### Problem statement
The line containing "yellow sleeve -> point" marks where to begin. Write out that line and every line after it exactly, through the last line below.

= = = =

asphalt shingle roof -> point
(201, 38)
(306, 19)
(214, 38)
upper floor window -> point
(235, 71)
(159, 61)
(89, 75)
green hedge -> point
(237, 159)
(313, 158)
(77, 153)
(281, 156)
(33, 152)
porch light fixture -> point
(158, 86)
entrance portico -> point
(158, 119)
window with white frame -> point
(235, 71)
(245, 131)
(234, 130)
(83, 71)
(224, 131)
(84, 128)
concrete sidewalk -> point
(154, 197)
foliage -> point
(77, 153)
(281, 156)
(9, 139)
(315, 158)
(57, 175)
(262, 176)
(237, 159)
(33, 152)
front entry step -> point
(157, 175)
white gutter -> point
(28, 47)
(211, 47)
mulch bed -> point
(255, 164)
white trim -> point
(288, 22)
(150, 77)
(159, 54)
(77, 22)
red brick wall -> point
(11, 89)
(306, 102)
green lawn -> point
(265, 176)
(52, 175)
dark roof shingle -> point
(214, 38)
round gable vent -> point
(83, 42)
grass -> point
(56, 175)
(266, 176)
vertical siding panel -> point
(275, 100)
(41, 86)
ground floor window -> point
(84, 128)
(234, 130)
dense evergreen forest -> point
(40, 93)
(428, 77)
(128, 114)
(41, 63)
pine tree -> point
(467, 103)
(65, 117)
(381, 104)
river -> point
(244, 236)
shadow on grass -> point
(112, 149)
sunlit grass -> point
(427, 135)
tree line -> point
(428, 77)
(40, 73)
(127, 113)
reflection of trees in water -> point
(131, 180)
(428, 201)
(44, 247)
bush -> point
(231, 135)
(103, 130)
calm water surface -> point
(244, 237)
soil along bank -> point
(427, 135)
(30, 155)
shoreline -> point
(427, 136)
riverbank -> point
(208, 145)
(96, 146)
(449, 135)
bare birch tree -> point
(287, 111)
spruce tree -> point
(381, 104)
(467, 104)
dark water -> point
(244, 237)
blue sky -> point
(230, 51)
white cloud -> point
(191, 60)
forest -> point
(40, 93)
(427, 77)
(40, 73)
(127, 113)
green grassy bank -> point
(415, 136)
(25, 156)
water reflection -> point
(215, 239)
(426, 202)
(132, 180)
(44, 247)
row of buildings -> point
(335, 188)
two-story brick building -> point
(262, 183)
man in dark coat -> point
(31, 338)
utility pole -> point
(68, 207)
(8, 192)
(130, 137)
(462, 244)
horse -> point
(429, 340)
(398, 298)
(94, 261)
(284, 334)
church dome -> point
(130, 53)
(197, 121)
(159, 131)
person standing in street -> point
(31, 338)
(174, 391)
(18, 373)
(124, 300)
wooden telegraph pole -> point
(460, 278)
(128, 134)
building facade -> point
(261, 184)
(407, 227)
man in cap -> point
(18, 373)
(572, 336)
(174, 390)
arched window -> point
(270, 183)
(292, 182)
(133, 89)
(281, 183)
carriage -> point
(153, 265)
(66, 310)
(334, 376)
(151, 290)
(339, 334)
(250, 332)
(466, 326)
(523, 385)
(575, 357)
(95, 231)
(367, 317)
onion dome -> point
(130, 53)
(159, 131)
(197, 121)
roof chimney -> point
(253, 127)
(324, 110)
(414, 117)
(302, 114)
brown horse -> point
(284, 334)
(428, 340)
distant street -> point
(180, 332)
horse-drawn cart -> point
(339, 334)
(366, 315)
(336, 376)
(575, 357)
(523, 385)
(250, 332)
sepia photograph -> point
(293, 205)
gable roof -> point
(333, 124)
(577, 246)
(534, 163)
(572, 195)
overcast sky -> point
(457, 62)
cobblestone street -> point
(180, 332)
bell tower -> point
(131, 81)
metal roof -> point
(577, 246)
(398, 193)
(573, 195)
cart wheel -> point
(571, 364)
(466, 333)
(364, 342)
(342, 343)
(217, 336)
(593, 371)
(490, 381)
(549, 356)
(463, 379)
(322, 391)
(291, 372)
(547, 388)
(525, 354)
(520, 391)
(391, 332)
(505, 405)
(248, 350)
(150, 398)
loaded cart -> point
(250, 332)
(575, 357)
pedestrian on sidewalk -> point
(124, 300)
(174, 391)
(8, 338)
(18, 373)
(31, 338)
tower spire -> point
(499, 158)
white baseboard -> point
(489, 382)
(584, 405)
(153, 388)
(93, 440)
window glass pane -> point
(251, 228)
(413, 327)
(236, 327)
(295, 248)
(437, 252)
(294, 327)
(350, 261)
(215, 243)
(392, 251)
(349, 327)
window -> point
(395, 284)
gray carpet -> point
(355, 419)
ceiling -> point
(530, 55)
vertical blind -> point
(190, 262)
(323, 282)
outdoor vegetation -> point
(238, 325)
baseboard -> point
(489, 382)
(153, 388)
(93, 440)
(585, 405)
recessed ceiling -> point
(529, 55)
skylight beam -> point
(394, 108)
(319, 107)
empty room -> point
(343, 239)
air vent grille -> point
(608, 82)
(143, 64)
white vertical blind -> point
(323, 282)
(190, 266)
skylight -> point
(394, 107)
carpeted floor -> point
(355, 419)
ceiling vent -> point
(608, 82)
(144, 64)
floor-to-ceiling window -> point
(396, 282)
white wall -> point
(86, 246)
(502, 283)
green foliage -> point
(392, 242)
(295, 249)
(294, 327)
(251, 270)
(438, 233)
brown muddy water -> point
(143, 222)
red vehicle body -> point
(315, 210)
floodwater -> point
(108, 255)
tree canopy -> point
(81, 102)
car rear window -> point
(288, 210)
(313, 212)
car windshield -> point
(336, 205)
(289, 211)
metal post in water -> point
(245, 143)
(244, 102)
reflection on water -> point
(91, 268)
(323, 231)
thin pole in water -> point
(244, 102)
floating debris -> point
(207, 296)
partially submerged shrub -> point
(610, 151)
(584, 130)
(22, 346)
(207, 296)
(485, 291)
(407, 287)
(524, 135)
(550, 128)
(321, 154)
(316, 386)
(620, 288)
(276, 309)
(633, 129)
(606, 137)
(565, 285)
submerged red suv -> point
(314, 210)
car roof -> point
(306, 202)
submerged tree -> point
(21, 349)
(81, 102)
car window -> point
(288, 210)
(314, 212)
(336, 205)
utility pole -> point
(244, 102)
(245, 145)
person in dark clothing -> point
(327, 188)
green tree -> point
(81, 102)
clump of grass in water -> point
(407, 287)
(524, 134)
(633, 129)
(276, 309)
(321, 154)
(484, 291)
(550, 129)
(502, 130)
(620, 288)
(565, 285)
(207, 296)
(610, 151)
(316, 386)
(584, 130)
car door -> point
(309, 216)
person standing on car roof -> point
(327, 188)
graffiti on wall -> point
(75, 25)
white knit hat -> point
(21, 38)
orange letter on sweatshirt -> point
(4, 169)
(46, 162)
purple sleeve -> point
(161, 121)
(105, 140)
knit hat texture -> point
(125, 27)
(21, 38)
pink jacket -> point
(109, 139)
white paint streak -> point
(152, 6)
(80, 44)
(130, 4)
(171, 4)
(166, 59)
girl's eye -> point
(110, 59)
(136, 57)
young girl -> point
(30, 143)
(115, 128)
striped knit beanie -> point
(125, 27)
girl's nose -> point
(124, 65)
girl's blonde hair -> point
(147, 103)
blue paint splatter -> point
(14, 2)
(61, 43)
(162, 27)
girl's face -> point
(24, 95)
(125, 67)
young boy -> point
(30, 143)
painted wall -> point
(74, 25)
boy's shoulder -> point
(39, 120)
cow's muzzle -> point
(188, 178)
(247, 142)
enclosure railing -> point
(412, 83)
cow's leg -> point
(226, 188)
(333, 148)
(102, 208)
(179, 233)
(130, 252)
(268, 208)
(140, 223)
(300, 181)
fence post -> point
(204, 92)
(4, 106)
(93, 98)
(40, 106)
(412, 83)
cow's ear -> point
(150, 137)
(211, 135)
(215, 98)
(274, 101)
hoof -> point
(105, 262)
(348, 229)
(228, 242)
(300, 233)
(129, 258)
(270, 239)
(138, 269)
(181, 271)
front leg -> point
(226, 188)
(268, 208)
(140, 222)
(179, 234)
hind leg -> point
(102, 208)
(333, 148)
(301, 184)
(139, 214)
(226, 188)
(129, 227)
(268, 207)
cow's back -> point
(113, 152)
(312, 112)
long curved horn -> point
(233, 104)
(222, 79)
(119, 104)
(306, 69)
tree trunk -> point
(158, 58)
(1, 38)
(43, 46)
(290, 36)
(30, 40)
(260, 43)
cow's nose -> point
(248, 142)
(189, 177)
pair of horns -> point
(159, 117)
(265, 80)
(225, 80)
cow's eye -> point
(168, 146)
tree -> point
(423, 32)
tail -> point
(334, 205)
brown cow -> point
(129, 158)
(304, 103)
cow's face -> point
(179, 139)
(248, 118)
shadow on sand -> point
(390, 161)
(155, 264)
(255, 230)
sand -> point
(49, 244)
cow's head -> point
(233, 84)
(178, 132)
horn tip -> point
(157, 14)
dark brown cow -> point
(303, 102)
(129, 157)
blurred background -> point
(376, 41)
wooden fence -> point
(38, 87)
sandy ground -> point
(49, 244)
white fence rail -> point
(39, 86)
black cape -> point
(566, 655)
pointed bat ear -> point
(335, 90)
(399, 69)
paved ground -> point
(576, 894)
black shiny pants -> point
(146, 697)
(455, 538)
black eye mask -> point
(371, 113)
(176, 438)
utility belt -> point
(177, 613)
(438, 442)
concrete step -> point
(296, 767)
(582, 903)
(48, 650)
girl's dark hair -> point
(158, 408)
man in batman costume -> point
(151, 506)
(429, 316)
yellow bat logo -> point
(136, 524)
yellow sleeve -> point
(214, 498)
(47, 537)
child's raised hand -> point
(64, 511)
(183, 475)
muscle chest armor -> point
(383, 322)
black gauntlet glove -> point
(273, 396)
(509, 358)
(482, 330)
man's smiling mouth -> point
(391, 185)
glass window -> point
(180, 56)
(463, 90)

= = = =

### Result for this exercise
yellow sleeve -> point
(214, 498)
(47, 537)
child's raised hand -> point
(64, 511)
(183, 475)
muscle chest armor -> point
(383, 322)
black gauntlet glove -> point
(273, 396)
(509, 358)
(482, 330)
man's smiling mouth -> point
(391, 185)
glass window -> point
(180, 56)
(463, 90)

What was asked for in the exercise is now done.